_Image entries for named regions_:
——————

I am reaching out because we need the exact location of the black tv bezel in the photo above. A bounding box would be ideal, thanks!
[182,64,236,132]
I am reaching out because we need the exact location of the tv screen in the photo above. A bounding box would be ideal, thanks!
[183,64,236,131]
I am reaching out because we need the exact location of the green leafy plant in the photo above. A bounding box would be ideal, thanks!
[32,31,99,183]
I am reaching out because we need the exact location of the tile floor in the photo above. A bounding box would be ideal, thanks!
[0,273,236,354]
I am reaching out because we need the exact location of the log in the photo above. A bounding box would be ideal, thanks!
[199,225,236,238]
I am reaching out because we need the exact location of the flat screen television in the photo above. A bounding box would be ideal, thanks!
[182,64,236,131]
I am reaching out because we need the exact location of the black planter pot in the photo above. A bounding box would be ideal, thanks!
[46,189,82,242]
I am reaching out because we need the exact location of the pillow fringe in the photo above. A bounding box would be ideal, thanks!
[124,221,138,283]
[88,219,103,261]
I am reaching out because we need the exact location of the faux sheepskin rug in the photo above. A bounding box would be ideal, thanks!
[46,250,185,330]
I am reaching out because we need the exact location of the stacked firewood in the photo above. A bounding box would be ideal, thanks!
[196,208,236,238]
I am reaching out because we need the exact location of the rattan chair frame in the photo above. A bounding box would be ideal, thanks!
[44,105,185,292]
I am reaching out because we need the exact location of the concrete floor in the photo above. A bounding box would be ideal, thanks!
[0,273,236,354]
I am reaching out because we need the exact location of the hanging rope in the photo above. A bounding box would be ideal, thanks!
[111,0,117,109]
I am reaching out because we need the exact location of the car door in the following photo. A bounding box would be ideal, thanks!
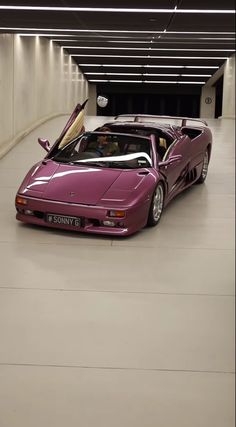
[159,135,190,199]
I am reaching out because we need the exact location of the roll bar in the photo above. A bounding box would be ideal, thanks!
[115,114,208,127]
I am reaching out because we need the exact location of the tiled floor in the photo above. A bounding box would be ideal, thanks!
[0,117,234,427]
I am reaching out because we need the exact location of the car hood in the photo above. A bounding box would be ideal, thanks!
[19,160,150,205]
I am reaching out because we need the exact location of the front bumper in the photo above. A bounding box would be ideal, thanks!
[16,194,149,236]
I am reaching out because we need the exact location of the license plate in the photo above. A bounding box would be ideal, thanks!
[46,214,81,227]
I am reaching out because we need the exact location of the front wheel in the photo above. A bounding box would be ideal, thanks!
[147,184,164,227]
[196,150,209,184]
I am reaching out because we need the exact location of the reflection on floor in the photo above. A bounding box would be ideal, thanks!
[0,117,234,427]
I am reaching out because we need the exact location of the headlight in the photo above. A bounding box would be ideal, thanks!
[16,196,27,206]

——————

_Problem_:
Rewrite every line from the start of the records through the line that contains "[88,219,103,261]", keeping all wording unchanged. Offset each bounding-box coordinate in the answers by adding 108 to it.

_Solution to this exercise_:
I am reaching out because we need the exact location of the black tv bezel in the photo above. A bounding box would be ideal, thanks!
[290,172,344,240]
I am reaching out because we need the exact location of the tv screen in the photo above. A bounding box would be ideal, thanks!
[291,172,344,239]
I am reaching out because we need the exact location of the green leafy plant in the photo above. A bounding box would be ideal, thanks!
[140,139,207,291]
I am reaching out because we need the exact location of the tile floor in the photo above. A bounding box would be ideal, thanks!
[108,381,344,462]
I am reaching out because we need the exact location of the log in the photo above. A bounding box would be ideal, thanks!
[307,333,344,346]
I am reaching out because we need the exact location of the flat screen television in the photo above. A bounding box would be ideal, thanks!
[290,172,344,239]
I am reaching out because we need the exact location of the black planter pot in the photo above. A bounding box would be ideal, thanks!
[154,297,190,350]
I am reaching out because we need the exact location of the pillow fringe in the photo above. A bounding box would be ideal, thanks!
[232,329,246,391]
[196,327,211,369]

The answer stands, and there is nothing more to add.